WHAT THIS TASK INVOLVES |
According to the symptoms guide, what condition should be considered if the patient is deaf?

EXTRACT TO READ |
Symptoms

Does the patient complain of abdominal pain?

If they present with abdominal pain then consider diabetic ketoacidosis.  

Does the patient complain of changes to their vision? 

If the patient is experiencing ameurosis fugax, loss of field of vision or visual neglect consider cerebral vascular disease

If the patient is experiencing blurred vision consider poorly controlled T1DM and T2DM

If the patient describes floaters (small coloured mobile patches in the visual field) consider vitreous haemorrhage

If the patient is experiencing a 'blind spot', or visual loss, in one eye consider vitreous haemorrhage

If the patient describes any sudden change in vision consider vitreous haemorrhage or hypoglycaemia

Does the patient complain of pain in the calf muscles on exertion? 

If the patient complains of pain on the back of their legs or buttocks consider peripheral vascular disease

Has the patient experienced confusion? 

If the patient has experienced sudden onset confusion, it is suggestive of hypoglycaemia

If the patient has experienced gradual onset confusion consider HHS

Is the patient also deaf? 

If the patient is deaf consider mitochondrial diabetes

Has the patient had difficulty speaking? 

If the patient has experienced dysphasia consider TIA or stroke.  

If the patient has experienced transient dysphasia and associated symptoms consider hypoglycaemia

Does the patient complain of diarrhoea? 

If a patient with T2DM complains of diarrhoea consider stopping their metformin.  

If a patient presents with long standing diarrhoea consider small bowel bacterial overgrowth associated with autonomic neuropathy and gastroparesis

Is the patient experiencing problems with their legs and/or feet? 

If the patient has evidence of foot ulceration consider neuropathy and peripheral vascular disease.

If the patient is complaining of pain in their feet and legs which is predominantly at night and of a burning or shooting nature consider neuropathy.

Does the patient complain of tiredness? 

If the patient complains of lethargy consider hyperglycaemia

Tiredness, cold intolerance and constipation are suggestive of associated hypothyroidism

Other causes to consider include B12 deficiency due to co-existent pernicious anaemia or due to metformin therapy, and iron deficiency dut to co existent coeliac disease.

Does the patient complain of numbness? 

If the onset is acute and the numbness is confined to one side of the body then consider TIA.

If the onset of numbness is gradual, the symptom has been present for a long time and is associated with pain or unpleasant alterations of sensation then consider neuropathy

Has the patient suffered weakness? 

If the patient has experienced transient weakness of the face, arm or leg consider TIA or hypoglycaemia.

Does the patient complain of excessive thirst? 

If the patient complains of excessive thirst, and the need to drink large volumes of fluid, the most likely cause is T1DM but also consider T2DM

Has the patient experienced seizures? 

If the patient complains of seizures consider hypoglycaemia

Has the patient experienced unconsciousness?

Stored data lines

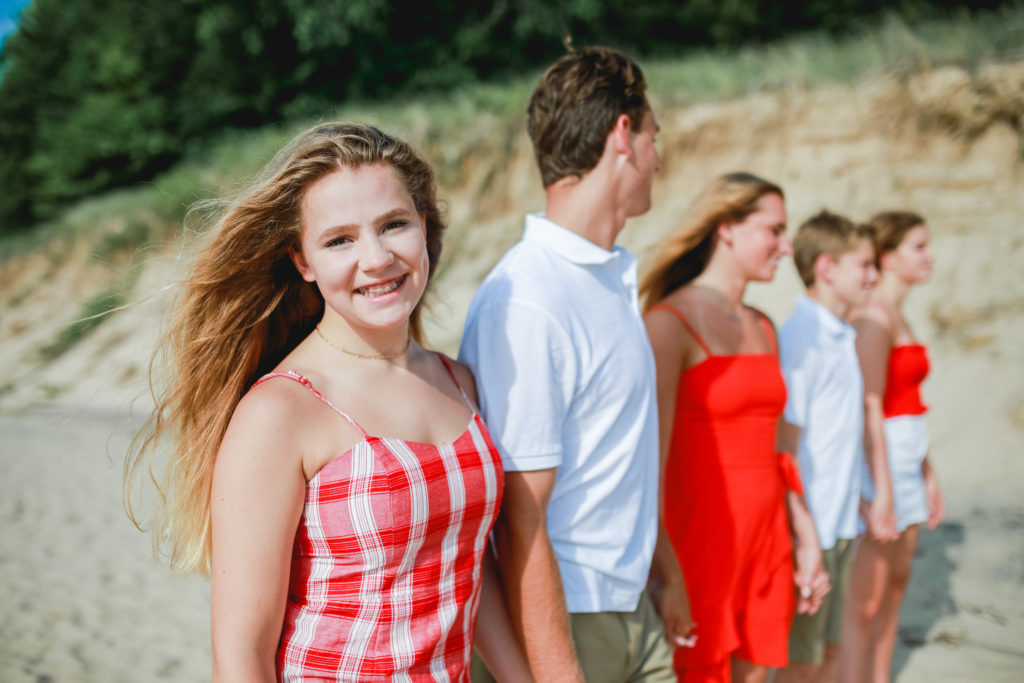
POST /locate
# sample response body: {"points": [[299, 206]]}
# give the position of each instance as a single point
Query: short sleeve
{"points": [[525, 373], [798, 363]]}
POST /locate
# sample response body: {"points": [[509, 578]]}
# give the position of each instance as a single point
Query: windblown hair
{"points": [[684, 254], [890, 228], [243, 308], [576, 105], [825, 232]]}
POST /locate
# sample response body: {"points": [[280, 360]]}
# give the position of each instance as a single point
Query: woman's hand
{"points": [[881, 518], [810, 577], [673, 604]]}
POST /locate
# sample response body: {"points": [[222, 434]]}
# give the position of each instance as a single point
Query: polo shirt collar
{"points": [[829, 323], [567, 244]]}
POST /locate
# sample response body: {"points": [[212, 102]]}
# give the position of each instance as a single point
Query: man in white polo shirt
{"points": [[565, 378]]}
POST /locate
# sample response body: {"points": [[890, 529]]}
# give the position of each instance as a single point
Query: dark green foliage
{"points": [[103, 93]]}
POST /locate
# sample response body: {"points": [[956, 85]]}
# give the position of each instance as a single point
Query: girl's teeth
{"points": [[377, 291]]}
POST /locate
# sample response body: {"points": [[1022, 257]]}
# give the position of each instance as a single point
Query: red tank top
{"points": [[907, 369]]}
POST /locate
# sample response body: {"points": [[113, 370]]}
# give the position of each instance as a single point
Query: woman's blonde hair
{"points": [[890, 228], [243, 308], [684, 254]]}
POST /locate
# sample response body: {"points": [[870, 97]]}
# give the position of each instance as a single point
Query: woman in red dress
{"points": [[730, 499]]}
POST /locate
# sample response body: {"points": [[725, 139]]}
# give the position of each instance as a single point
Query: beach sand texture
{"points": [[84, 600]]}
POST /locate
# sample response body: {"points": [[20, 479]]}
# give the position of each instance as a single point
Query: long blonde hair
{"points": [[684, 254], [243, 308]]}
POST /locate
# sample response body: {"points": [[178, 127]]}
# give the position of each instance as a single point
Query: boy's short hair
{"points": [[576, 105], [825, 232]]}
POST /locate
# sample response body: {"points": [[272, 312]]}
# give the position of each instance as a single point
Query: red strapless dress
{"points": [[725, 511]]}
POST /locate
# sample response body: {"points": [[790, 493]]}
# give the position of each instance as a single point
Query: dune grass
{"points": [[893, 46], [482, 119]]}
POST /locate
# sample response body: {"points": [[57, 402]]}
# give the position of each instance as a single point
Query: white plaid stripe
{"points": [[491, 493], [448, 606], [365, 523], [400, 598]]}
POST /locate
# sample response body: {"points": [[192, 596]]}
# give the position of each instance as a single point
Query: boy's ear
{"points": [[822, 268]]}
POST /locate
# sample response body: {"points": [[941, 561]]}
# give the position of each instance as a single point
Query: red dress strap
{"points": [[292, 375], [686, 324]]}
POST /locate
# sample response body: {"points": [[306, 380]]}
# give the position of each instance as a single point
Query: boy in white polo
{"points": [[823, 421], [565, 378]]}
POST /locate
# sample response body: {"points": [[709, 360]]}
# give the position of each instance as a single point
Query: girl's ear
{"points": [[724, 231], [299, 259], [885, 260]]}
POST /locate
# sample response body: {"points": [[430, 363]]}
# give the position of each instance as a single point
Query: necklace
{"points": [[365, 356]]}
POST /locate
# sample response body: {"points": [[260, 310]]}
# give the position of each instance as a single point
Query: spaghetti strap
{"points": [[769, 332], [292, 375], [448, 366], [686, 324]]}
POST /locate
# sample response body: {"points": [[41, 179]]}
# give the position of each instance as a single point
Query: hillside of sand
{"points": [[84, 600]]}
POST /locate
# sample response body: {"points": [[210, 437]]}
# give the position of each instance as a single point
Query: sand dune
{"points": [[85, 601]]}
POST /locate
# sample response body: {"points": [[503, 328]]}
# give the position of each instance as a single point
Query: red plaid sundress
{"points": [[386, 565]]}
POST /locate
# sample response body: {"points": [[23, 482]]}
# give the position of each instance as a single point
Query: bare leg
{"points": [[797, 673], [747, 672], [828, 672], [900, 556], [867, 585]]}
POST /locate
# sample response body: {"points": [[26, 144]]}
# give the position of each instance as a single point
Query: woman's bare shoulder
{"points": [[876, 311]]}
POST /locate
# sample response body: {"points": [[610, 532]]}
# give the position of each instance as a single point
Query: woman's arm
{"points": [[256, 501], [936, 503], [496, 640], [873, 344], [667, 586], [808, 572]]}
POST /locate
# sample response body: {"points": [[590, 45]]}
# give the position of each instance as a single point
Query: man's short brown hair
{"points": [[825, 232], [576, 105]]}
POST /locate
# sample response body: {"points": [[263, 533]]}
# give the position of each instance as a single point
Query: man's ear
{"points": [[621, 135], [299, 259]]}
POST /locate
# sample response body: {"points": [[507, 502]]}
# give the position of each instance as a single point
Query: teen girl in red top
{"points": [[901, 491], [342, 503], [729, 497]]}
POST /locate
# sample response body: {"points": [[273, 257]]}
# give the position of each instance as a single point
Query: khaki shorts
{"points": [[810, 633], [615, 647]]}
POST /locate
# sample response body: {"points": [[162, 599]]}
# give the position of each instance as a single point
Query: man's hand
{"points": [[811, 579]]}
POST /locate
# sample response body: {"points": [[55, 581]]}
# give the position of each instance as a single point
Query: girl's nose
{"points": [[374, 253]]}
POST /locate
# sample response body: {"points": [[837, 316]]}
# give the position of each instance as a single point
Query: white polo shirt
{"points": [[824, 398], [565, 378]]}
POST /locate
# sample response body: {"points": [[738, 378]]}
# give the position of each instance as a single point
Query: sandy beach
{"points": [[84, 600]]}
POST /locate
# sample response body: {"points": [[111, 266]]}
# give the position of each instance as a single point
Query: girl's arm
{"points": [[936, 504], [256, 501], [496, 639], [668, 587], [873, 344]]}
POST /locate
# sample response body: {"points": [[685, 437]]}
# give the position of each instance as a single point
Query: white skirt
{"points": [[906, 445]]}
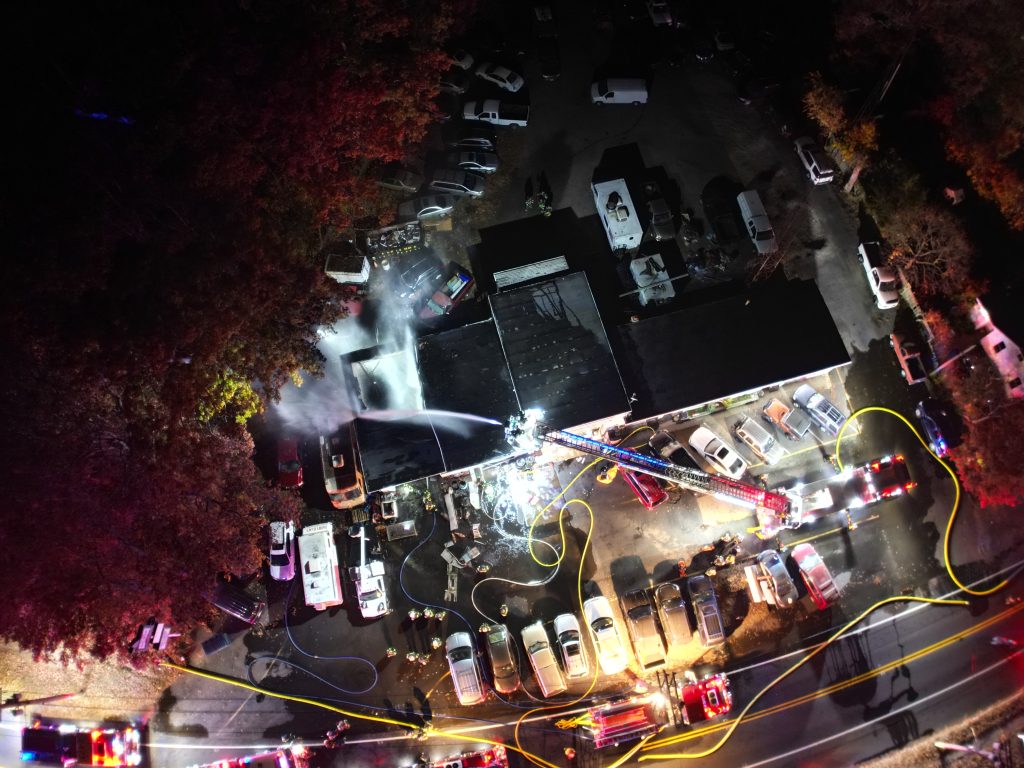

ANSWER |
Mitochondrial diabetes.